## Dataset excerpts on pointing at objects
>>>>>

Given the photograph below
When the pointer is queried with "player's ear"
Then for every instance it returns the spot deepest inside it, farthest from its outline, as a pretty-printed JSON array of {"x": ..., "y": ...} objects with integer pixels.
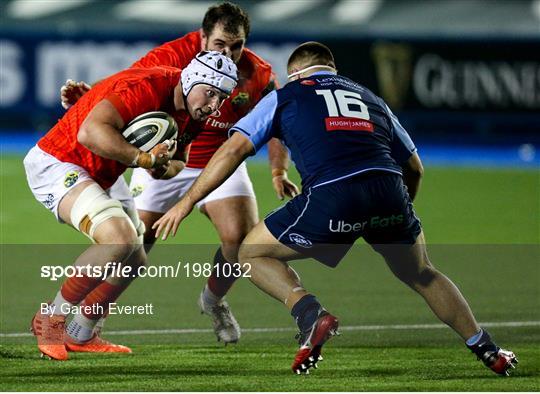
[{"x": 204, "y": 39}]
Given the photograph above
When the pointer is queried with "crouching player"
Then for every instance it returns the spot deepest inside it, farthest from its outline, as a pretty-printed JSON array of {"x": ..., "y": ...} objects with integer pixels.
[
  {"x": 358, "y": 165},
  {"x": 72, "y": 169}
]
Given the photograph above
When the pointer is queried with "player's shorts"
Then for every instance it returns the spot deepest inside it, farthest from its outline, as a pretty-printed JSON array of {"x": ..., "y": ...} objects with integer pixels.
[
  {"x": 157, "y": 195},
  {"x": 51, "y": 179},
  {"x": 325, "y": 221}
]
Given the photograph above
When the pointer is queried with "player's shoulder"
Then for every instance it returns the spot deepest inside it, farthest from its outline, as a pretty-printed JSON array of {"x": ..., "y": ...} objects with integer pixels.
[
  {"x": 252, "y": 67},
  {"x": 255, "y": 60},
  {"x": 188, "y": 42}
]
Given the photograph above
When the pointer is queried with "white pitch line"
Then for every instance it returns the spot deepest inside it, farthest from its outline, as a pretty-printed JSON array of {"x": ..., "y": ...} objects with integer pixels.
[{"x": 290, "y": 329}]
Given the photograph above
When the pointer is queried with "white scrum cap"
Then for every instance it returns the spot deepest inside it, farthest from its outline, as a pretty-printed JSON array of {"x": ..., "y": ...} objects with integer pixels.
[{"x": 210, "y": 68}]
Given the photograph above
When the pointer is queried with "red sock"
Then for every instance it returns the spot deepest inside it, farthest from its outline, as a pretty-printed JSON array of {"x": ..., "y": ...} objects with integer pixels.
[
  {"x": 74, "y": 289},
  {"x": 222, "y": 277},
  {"x": 102, "y": 296}
]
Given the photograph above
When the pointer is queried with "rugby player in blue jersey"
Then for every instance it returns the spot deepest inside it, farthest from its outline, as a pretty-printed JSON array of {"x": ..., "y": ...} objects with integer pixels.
[{"x": 360, "y": 172}]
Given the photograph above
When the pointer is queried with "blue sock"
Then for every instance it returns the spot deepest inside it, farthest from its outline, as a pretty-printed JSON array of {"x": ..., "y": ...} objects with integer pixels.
[
  {"x": 481, "y": 344},
  {"x": 306, "y": 311},
  {"x": 475, "y": 338}
]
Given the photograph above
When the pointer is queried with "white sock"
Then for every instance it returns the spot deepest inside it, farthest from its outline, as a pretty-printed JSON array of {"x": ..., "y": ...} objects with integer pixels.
[
  {"x": 99, "y": 324},
  {"x": 210, "y": 298},
  {"x": 81, "y": 328},
  {"x": 60, "y": 305}
]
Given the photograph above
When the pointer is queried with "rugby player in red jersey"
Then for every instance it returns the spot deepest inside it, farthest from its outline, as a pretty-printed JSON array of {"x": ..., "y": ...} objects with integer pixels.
[
  {"x": 72, "y": 169},
  {"x": 232, "y": 207}
]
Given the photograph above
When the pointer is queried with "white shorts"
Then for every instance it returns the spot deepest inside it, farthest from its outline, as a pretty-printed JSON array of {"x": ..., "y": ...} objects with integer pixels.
[
  {"x": 50, "y": 179},
  {"x": 156, "y": 195}
]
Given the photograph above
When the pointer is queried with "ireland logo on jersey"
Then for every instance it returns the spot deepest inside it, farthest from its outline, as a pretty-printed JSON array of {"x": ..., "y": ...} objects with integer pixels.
[
  {"x": 71, "y": 178},
  {"x": 300, "y": 240},
  {"x": 242, "y": 98}
]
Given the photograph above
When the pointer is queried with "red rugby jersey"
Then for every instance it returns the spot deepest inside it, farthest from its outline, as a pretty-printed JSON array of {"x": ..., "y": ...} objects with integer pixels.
[
  {"x": 133, "y": 92},
  {"x": 255, "y": 79}
]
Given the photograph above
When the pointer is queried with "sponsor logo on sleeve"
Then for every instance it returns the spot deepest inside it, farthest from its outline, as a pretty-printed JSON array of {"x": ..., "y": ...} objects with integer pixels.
[
  {"x": 334, "y": 123},
  {"x": 137, "y": 190},
  {"x": 71, "y": 178},
  {"x": 242, "y": 98},
  {"x": 300, "y": 240}
]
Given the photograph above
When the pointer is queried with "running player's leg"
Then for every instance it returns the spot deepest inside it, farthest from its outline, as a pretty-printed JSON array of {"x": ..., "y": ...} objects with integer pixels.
[
  {"x": 88, "y": 209},
  {"x": 232, "y": 209},
  {"x": 410, "y": 263},
  {"x": 153, "y": 197},
  {"x": 297, "y": 230},
  {"x": 80, "y": 336}
]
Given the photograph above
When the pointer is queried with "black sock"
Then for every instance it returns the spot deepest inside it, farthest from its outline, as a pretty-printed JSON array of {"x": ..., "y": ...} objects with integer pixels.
[
  {"x": 484, "y": 347},
  {"x": 306, "y": 311}
]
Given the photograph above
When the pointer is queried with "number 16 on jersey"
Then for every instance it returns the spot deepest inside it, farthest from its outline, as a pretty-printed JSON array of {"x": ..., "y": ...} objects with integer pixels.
[{"x": 340, "y": 114}]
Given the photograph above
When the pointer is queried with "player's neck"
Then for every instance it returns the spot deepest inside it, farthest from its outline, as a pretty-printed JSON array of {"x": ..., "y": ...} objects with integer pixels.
[{"x": 179, "y": 102}]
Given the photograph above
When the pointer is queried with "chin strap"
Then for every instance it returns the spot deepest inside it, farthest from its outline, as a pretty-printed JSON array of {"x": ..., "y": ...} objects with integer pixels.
[{"x": 310, "y": 68}]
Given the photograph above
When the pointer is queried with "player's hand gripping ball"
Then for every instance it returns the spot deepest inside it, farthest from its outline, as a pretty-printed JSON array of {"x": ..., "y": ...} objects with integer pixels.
[{"x": 150, "y": 129}]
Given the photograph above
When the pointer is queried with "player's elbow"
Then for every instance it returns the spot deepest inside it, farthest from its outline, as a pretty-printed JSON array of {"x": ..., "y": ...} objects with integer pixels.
[
  {"x": 237, "y": 149},
  {"x": 414, "y": 167},
  {"x": 84, "y": 136}
]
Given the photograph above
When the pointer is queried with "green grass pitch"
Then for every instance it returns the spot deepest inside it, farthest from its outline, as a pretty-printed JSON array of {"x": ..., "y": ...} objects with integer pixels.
[{"x": 482, "y": 226}]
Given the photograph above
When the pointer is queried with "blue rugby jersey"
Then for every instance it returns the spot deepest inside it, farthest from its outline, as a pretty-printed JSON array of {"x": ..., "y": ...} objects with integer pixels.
[{"x": 334, "y": 127}]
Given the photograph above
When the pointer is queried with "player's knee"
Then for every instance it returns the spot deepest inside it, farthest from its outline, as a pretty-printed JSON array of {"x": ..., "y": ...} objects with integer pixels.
[
  {"x": 103, "y": 219},
  {"x": 246, "y": 253}
]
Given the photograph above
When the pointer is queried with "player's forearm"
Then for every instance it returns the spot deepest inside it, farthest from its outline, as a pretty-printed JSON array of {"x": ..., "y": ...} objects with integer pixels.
[
  {"x": 412, "y": 180},
  {"x": 106, "y": 141},
  {"x": 413, "y": 171},
  {"x": 277, "y": 155}
]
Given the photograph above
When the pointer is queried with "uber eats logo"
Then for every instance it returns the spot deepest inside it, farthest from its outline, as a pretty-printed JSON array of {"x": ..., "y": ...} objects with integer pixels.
[{"x": 341, "y": 226}]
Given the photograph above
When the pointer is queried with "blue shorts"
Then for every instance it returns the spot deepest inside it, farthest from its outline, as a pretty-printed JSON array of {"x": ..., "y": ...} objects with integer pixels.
[{"x": 325, "y": 221}]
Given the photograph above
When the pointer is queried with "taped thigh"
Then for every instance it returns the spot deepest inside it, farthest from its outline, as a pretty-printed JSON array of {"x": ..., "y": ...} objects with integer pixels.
[{"x": 93, "y": 207}]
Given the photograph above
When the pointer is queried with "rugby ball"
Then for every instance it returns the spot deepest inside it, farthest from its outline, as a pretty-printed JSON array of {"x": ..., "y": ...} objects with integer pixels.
[{"x": 149, "y": 129}]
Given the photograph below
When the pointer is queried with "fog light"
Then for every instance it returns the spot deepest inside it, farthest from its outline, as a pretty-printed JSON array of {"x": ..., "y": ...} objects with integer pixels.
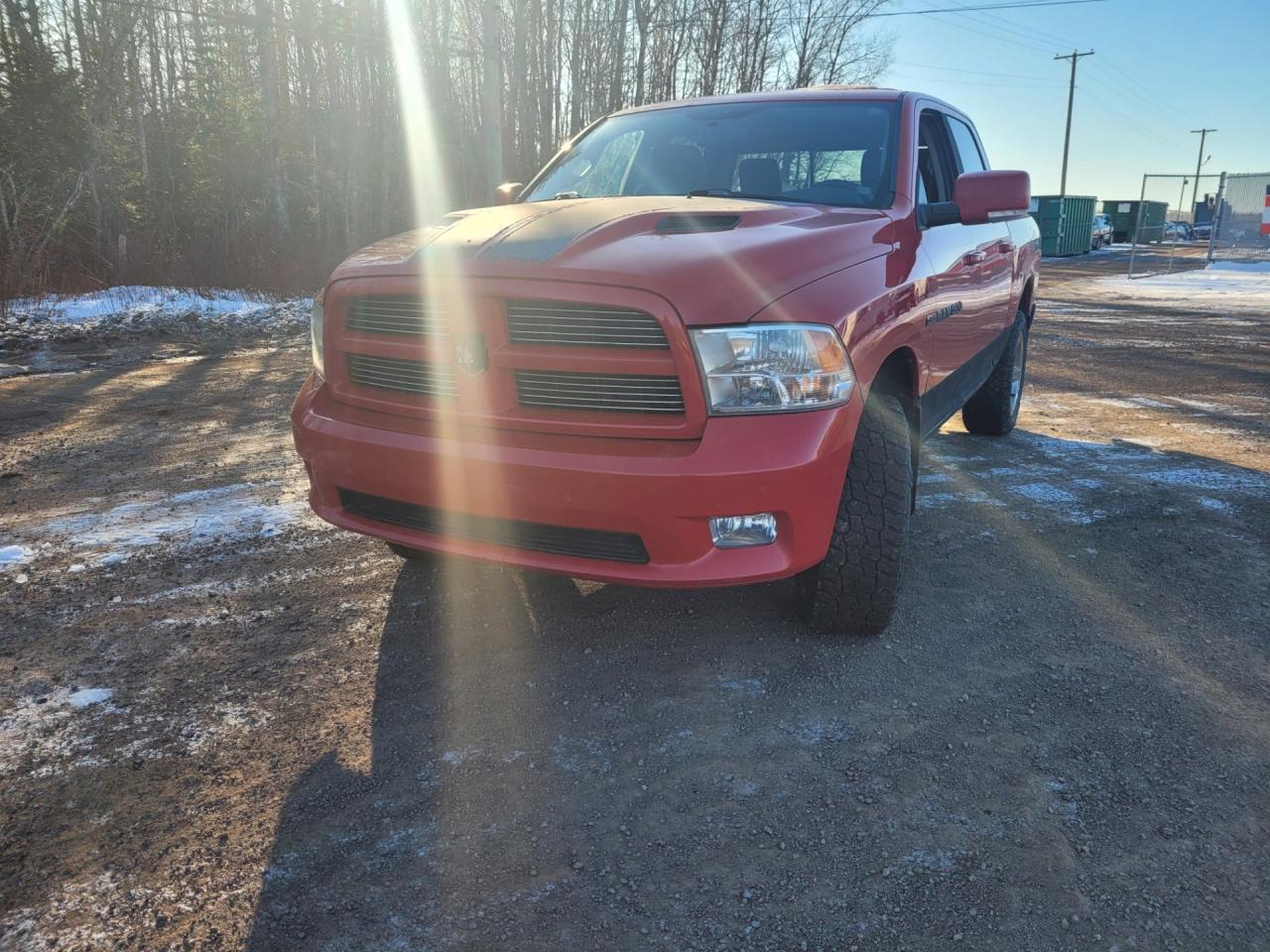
[{"x": 739, "y": 531}]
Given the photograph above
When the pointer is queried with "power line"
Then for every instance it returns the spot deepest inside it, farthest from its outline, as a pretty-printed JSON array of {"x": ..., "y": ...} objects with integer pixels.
[
  {"x": 1129, "y": 121},
  {"x": 989, "y": 7},
  {"x": 974, "y": 72}
]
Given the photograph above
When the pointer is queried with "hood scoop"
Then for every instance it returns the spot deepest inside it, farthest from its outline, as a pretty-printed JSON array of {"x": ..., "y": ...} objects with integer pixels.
[{"x": 688, "y": 223}]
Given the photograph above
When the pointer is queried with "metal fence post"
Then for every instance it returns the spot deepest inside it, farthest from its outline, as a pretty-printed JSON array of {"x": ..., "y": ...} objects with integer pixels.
[
  {"x": 1137, "y": 225},
  {"x": 1216, "y": 213}
]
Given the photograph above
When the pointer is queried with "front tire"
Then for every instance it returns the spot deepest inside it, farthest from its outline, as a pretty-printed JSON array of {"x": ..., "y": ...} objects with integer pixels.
[
  {"x": 853, "y": 590},
  {"x": 994, "y": 407}
]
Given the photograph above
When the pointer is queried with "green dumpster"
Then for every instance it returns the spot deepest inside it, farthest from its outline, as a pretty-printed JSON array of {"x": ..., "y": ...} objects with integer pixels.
[
  {"x": 1127, "y": 226},
  {"x": 1066, "y": 223}
]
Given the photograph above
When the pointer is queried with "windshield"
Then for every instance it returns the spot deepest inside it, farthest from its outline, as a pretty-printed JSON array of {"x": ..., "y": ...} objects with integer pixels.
[{"x": 826, "y": 153}]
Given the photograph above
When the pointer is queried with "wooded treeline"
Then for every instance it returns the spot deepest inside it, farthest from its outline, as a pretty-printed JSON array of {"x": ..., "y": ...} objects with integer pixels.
[{"x": 254, "y": 143}]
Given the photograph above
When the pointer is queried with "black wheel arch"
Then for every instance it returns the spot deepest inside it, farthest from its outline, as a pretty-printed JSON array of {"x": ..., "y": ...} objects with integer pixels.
[{"x": 898, "y": 376}]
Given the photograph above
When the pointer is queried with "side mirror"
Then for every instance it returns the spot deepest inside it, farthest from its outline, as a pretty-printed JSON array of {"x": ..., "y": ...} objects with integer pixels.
[
  {"x": 508, "y": 191},
  {"x": 992, "y": 195}
]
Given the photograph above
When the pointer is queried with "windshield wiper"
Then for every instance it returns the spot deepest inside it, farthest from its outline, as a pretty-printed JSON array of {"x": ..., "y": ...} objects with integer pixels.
[{"x": 752, "y": 195}]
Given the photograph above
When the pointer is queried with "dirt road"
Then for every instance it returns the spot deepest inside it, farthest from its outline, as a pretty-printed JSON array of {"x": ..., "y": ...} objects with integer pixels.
[{"x": 223, "y": 725}]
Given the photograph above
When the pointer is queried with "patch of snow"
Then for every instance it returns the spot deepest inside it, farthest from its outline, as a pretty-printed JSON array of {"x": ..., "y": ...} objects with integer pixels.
[
  {"x": 14, "y": 555},
  {"x": 187, "y": 518},
  {"x": 1246, "y": 267},
  {"x": 144, "y": 308},
  {"x": 1216, "y": 506},
  {"x": 1043, "y": 493},
  {"x": 1203, "y": 290},
  {"x": 751, "y": 687},
  {"x": 1210, "y": 479},
  {"x": 89, "y": 696}
]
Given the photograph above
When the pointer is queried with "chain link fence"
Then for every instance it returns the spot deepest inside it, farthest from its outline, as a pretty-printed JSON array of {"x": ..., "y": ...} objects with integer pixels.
[
  {"x": 1169, "y": 226},
  {"x": 1241, "y": 218}
]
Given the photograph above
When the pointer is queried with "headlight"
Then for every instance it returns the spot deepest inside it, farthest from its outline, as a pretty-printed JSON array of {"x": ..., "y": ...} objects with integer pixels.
[
  {"x": 772, "y": 367},
  {"x": 316, "y": 324}
]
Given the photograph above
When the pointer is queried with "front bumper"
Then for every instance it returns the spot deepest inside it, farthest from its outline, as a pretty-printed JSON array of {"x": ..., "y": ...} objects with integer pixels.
[{"x": 663, "y": 490}]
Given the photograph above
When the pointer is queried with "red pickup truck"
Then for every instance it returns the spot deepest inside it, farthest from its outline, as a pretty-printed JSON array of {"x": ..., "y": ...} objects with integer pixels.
[{"x": 701, "y": 348}]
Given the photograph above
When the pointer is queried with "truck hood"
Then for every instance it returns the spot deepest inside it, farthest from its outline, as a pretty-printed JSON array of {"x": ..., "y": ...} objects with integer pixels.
[{"x": 714, "y": 259}]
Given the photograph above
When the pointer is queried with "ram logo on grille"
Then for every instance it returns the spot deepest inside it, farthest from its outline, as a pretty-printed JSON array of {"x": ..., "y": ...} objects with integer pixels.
[{"x": 470, "y": 353}]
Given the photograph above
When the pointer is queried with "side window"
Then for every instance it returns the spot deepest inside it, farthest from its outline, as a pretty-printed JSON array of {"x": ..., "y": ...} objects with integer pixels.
[
  {"x": 935, "y": 172},
  {"x": 966, "y": 146}
]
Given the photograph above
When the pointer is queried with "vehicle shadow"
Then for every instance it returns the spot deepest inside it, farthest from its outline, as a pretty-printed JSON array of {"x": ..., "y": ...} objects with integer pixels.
[
  {"x": 498, "y": 770},
  {"x": 554, "y": 765}
]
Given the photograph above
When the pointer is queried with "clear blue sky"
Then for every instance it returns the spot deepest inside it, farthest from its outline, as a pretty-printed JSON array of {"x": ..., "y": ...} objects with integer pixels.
[{"x": 1161, "y": 68}]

<<<<<

## Required work
State how many lines in the items above contain the string "shorts", with case counting, and give only the number.

## Completed task
3